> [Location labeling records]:
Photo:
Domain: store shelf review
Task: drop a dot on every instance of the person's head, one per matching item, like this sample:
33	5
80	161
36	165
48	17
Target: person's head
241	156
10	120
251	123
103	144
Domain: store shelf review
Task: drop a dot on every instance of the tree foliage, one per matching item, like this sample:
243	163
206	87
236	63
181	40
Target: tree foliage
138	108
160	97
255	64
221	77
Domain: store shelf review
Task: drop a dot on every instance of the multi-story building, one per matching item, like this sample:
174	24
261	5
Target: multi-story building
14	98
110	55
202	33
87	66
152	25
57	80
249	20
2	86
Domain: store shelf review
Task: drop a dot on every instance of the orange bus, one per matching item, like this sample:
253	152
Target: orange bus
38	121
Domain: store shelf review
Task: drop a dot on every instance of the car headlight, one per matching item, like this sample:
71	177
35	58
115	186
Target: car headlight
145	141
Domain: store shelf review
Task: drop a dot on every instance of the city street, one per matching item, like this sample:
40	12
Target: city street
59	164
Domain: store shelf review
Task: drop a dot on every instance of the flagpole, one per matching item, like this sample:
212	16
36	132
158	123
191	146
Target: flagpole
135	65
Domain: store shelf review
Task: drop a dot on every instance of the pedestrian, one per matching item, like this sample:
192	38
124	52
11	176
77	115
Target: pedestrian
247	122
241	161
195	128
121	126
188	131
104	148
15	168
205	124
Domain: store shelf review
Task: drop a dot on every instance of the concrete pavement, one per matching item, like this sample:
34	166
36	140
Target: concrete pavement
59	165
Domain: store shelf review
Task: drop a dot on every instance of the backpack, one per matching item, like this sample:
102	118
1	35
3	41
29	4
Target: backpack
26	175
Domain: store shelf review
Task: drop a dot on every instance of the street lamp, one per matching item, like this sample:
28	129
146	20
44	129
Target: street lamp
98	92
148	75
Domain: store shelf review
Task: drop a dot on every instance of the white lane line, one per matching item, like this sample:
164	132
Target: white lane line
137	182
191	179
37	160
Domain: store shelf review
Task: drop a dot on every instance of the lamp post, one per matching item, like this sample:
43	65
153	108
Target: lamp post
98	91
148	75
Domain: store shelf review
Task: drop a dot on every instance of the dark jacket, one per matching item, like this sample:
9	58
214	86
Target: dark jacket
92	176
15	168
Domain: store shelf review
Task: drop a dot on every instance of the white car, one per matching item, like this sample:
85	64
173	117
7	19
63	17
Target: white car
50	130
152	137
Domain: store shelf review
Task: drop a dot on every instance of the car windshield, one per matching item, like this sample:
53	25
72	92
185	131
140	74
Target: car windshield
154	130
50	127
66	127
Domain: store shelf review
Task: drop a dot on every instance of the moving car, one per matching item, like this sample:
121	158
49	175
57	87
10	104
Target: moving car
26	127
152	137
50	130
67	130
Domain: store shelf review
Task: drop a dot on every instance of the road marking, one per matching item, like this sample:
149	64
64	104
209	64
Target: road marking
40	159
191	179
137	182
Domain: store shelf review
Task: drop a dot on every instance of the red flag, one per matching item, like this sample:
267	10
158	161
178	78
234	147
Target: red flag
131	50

> [STATED EXERCISE]: Retype the listing above in full, with no alterations.

> [CORRECT OUTPUT]:
Photo:
Domain: store shelf review
Task: drop a dot on every instance of the person's head, one per matching item, like this sample:
33	5
80	161
36	165
48	17
Target: person's head
241	156
10	120
251	123
103	144
Domain: store shelf review
Task: drop a dot on every instance of the tree foliage, one per matching item, like this sample:
243	163
206	87
236	63
181	40
Target: tree foliage
138	108
160	97
255	64
221	77
Domain: store shelf review
Task: drop a dot on every instance of the multi-story building, one per matching item, like this sample:
174	24
261	5
Target: multi-story building
14	98
110	55
202	33
87	66
152	25
57	80
249	20
2	86
Domain: store shelf review
Task: drop a dot on every instance of the orange bus, one per matching item, like this sample:
253	152
Target: orange bus
38	121
Domain: store shelf review
Task: drop a dot on every instance of the car headlight, one per matching item, like this sample:
71	177
35	58
115	186
Target: car headlight
145	141
Domain: store shelf review
Task: drop a dot on every instance of the city street, one per matching item, like this sample:
40	12
Target: city street
59	164
Domain: store shelf review
Task: drop a dot on every instance of the flagpole, one per matching item, like this sample:
212	16
36	132
158	123
191	146
Target: flagpole
135	65
Domain: store shelf review
Task: drop a dot on every instance of the pedestrian, one per matching item, like this sample:
192	38
124	52
11	176
77	115
Target: pedestrian
247	122
241	161
195	128
121	126
188	131
104	148
15	168
205	124
Domain: store shelf review
Task: drop a dot on every instance of the concrete pavement, one per matching item, like this sample:
34	166
36	140
Target: concrete pavement
59	165
Domain: store shelf review
Task: drop a dot on every instance of the backpack, one per matching item, like this sample:
102	118
1	35
3	41
29	4
Target: backpack
26	175
Domain: store shelf review
Task: drop a dot on every instance of the street lamp, one per matching item, like this sample:
28	129
146	20
44	129
Target: street lamp
98	92
148	75
Domain: store shelf review
Task: drop a dot on every instance of the white lane line, one per matching item, like this sample:
164	132
Target: white lane line
137	182
191	179
37	160
Domain: store shelf review
Task: drop a dot on every instance of the lamp post, one per matching item, like this sample:
43	65
153	108
Target: lamp post
98	91
148	75
Domain: store shelf review
Task: drop a dot on every instance of the dark jacket, one per matching item, like this sample:
9	58
214	86
Target: dark jacket
92	176
15	168
Domain: store shelf review
Task: drop a dot on every instance of the white car, one per matching item, like this sample:
85	64
173	117
7	19
63	17
Target: white car
50	130
152	137
Domain: store shelf review
Task: drop a dot on every instance of the car windshield, one per matching item, like this sample:
53	25
72	92
185	131
140	74
Target: car windshield
154	130
50	127
66	127
Domain: store shelf review
Task: drop a dot on every instance of the moving car, one per matching item, like this sample:
121	158
49	175
57	87
10	104
Target: moving car
26	127
152	137
50	130
67	130
Domain: store shelf review
Task: drop a dot on every instance of the road marking, one per matching item, like this sample:
149	64
64	104
209	64
Target: road marking
40	159
191	179
137	182
Domain: store shelf review
Task: drop a dot on every instance of the red flag, one per matching item, like this sample:
267	10
158	161
178	78
234	147
Target: red flag
131	50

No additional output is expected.